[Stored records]
━━━━
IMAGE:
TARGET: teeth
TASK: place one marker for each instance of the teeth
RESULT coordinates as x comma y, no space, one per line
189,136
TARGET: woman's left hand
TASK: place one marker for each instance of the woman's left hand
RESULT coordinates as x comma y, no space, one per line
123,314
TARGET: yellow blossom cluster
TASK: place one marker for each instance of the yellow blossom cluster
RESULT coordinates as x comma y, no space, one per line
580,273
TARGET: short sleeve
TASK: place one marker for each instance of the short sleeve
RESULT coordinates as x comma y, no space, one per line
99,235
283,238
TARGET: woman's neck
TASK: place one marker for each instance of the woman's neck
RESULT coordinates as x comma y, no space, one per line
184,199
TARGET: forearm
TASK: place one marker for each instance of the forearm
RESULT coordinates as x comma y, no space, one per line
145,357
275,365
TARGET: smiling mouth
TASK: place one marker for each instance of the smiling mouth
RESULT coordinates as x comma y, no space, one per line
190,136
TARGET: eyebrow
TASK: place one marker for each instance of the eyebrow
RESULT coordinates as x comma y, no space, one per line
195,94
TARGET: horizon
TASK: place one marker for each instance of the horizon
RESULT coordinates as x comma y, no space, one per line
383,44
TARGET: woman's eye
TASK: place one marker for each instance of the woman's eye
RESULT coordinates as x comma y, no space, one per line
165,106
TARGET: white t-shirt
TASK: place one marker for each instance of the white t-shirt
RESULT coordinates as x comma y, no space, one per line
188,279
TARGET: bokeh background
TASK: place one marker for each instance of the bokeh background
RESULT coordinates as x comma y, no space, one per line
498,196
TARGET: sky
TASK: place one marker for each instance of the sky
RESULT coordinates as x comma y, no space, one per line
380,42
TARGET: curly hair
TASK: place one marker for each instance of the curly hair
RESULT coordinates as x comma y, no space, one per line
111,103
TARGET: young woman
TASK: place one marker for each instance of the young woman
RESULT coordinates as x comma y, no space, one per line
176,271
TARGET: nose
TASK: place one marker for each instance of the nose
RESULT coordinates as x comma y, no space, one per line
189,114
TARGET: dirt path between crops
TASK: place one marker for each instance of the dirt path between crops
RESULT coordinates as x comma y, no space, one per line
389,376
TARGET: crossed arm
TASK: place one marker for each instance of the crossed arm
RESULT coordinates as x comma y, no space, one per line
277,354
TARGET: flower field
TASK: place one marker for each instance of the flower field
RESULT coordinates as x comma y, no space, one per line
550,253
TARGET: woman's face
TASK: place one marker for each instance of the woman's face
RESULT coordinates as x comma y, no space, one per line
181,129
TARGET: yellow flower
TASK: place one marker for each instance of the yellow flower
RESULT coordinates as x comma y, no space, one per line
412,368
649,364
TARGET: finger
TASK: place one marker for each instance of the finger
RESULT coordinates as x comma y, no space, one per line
━━━━
Reproduce every line of the data above word for word, leaving nothing out and changing nothing.

IMAGE:
TARGET: teeth
TASK: place one marker for each instance of the teeth
RESULT coordinates as x comma y, no space, one per line
189,136
TARGET: woman's left hand
TASK: place one marker for each instance of the woman's left hand
RESULT coordinates as x comma y, no space, one per line
123,314
TARGET: yellow blossom cluster
TASK: place one marker for each instance of the yellow blossom cluster
RESULT coordinates as x comma y, no space, one per line
580,273
TARGET: short sleeve
TASK: place one marker for each instance of the short sleeve
RESULT coordinates as x comma y, no space, one per line
99,235
283,238
TARGET: woman's neck
TASK: place one marker for each instance of the woman's neck
RESULT coordinates as x comma y, no space, one per line
184,199
TARGET: forearm
TASK: place one marker for each instance of the forearm
RESULT coordinates as x comma y, no space, one per line
145,357
275,365
TARGET: smiling mouth
TASK: place one marker for each instance of the smiling mouth
RESULT coordinates as x comma y, no space, one per line
190,136
TARGET: eyebrow
TASK: place one marker for each instance of the eyebrow
RESULT coordinates as x comma y, no space, one per line
195,94
TARGET: horizon
TASK: place one marker for each instance of the horizon
RESULT coordinates as x comma y, no space, one per line
383,44
TARGET: woman's eye
TASK: place one marker for each instance of the woman's eye
RESULT coordinates as x comma y, no space, one per line
165,106
TARGET: white t-shirt
TASK: place one marker for each instance of the white t-shirt
RESULT coordinates as x comma y, no space, one per line
188,279
TARGET: bokeh background
TASK: place one marker for each instance of the bokeh background
RESULT coordinates as x comma y, no space, one per line
498,196
TARGET: sky
TASK: place one marker for each instance of the sky
RESULT coordinates as x comma y, no space, one per line
380,42
TARGET: curly hair
TASK: place one marker for each instance of the curly hair
RESULT coordinates as x comma y, no space, one per line
111,103
TARGET: young woman
TASK: place one marker for each instance of the young woman
RESULT coordinates as x comma y, no space, one per line
176,271
TARGET: nose
TASK: place one marker for each instance of the nose
RESULT coordinates as x comma y, no space, one per line
189,114
TARGET: dirt path between crops
TASK: place one marker for each instance of the dirt path between crops
RESULT coordinates as x comma y, no space, one per line
389,376
TARGET: crossed arm
TASK: place one marker for each instance of the crossed arm
RESULT coordinates as x comma y, no space, one per line
277,354
TARGET: flower field
TASK: place one marker for each instance of the flower field
RESULT coordinates as x comma y, no space, one per line
550,253
TARGET: woman's face
TASK: place one marker for each instance of the woman's face
RESULT coordinates as x comma y, no space, one per line
181,129
TARGET: yellow flower
TASK: place one marker for each instance of the yellow flower
RESULT coordinates as x comma y, no space, one per line
412,368
649,364
TARGET: finger
TASK: place one marker for each instance of the finger
RESULT coordinates as x comma y, no space, one per line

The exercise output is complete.